== READING TEXT ==
I believe that it is easy to offer a client a nice sort of sympathy that tries to show a desire to understand. or that offers quick explanations or responses. Ultimately, this is all a sort of absence, letting the person continue running away from their fears and repeating the same old stories. I suspect that what the client needs is more of a wrestle: a relationship where we feel the other person in their otherness, where we’re in contact discovering each others’ strengths and weaknesses, power and wounds. The therapist here tries to jar, disrupt, push and pull, as much as support and hold. They don’t hide behind professionalism, expertise or unnecessary boundaries. They care enough to disable our normal thinking and living. Whilst this encounter gets exhausting, and perhaps they inflict their own sort of scars on us, it is also mixed with a sort of blessing at some deep level. Another person cares enough to be right there with us and not let us go on in our self-sabotaging ways.
Prayer as love
I didn’t really know how to word this. It could have been worship, reverence or trust. It could have been contemplation following a mystical christian tradition. But love seems to capture this best - so long as we keep away from notions of ‘falling in love’ that can happen in therapy and religion, but aren’t the parts I have found most profound. By love, I mean those moments when I stop wrestling, stop confessing, in a sense surrender my ego and sit in some sort of state of loving and being loved, a state of intense peace, joy and solace. It’s a sort of gaze or being gazed upon, often following some intense wrestling or quiet confession, where 'meaning shines forth.'. It’s filled with a delightful unexpectedness, profoundness, mystery, with-ness and preciousness of the Other.
In therapy, we might call these moments of ‘relational depth’. For me, they are characterised by: curiosity, even fascination, rather than foreclosed certainty about my hypotheses or interpretation; a deep sort of prizing of the person in front of me, rather than a caricaturing of their life and story. It’s like I’ve reached the edge of my knowledge and skills and reached the boundaries of their otherness, their mystery, and I’m getting to gaze at someone’s depths, spaciousness and truest value - their soul if you like. These, I believe, can be the most profound and moving moments of therapy. Yet I wouldn’t say I am seeking them. They are far too out of my control for that. Rather, I try to create the conditions where they can occur. I ask myself, ‘What parts of me can’t connect with this person? What parts of me aren’t curious and fascinated, but avoidant, bored, frustrated or offended? What parts of them can't connect with me yet and why?’
Confession, wrestling and love are intimate and potent experiences to have when we are in the presence of another. When they are present, all the different parts of us are welcomed and belong. When one is absent, the pain of self-betrayal, self-hiding, self-exclusion and self-torture must persist, for how else are we to be in this world and be OK? For me, these facets of prayer that have been the nourishing heart of my faith are inextricably linked to how I approach the other who is struggling in life. I bring with me my own confessions, encounters with others, wrestling scars and blessings, and I sit with another wondering where these facets of prayer might emerge between us.
*Note, I’m not saying that I offer the forgiveness you might seek for in a priestly figure, a divine sort of forgiveness or cleansing. Although the experience may be similar, I would suggest that you see someone ordained if that is what you seek.

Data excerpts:
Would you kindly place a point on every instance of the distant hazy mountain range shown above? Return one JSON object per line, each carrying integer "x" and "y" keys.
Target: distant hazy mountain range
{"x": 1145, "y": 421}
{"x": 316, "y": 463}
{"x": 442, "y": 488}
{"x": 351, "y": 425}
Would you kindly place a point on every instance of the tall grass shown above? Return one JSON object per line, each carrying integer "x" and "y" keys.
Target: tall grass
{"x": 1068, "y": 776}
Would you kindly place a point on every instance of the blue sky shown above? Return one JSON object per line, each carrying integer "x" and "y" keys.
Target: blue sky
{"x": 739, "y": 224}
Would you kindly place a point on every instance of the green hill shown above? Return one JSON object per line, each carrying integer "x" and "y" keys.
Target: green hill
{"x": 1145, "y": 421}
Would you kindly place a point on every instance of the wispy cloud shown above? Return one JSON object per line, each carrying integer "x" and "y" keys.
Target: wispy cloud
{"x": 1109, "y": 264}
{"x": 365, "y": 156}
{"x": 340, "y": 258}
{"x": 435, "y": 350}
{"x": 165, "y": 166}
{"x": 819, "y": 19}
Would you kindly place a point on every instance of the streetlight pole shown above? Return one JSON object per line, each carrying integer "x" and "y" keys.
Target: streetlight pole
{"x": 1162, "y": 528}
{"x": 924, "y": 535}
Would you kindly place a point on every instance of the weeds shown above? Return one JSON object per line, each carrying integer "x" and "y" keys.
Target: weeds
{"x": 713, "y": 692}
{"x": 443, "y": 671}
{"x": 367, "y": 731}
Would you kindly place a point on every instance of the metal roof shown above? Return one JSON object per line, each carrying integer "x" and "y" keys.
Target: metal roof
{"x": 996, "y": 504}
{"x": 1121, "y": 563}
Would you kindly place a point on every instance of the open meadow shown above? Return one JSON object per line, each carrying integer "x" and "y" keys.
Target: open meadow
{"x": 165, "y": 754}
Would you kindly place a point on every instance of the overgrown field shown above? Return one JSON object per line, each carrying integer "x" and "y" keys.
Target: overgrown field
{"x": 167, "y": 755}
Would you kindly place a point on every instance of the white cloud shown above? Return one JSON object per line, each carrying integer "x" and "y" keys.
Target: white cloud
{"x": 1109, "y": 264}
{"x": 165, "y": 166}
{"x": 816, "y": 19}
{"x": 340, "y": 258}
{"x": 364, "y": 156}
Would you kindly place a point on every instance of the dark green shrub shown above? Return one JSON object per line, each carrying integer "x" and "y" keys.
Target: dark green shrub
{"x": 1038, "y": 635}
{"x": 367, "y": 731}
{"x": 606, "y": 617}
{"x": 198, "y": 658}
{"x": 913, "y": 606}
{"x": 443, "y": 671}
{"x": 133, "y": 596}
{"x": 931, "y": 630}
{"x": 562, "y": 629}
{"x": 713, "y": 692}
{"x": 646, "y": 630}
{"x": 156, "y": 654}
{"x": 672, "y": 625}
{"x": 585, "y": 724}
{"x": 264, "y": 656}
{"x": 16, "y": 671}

== EXERCISE PROMPT ==
Copy word for word the part of the text on prayer and therapy starting with "Prayer as love" and going on through "of the Other.".

== REPLY TO THE TASK ==
Prayer as love
I didn’t really know how to word this. It could have been worship, reverence or trust. It could have been contemplation following a mystical christian tradition. But love seems to capture this best - so long as we keep away from notions of ‘falling in love’ that can happen in therapy and religion, but aren’t the parts I have found most profound. By love, I mean those moments when I stop wrestling, stop confessing, in a sense surrender my ego and sit in some sort of state of loving and being loved, a state of intense peace, joy and solace. It’s a sort of gaze or being gazed upon, often following some intense wrestling or quiet confession, where 'meaning shines forth.'. It’s filled with a delightful unexpectedness, profoundness, mystery, with-ness and preciousness of the Other.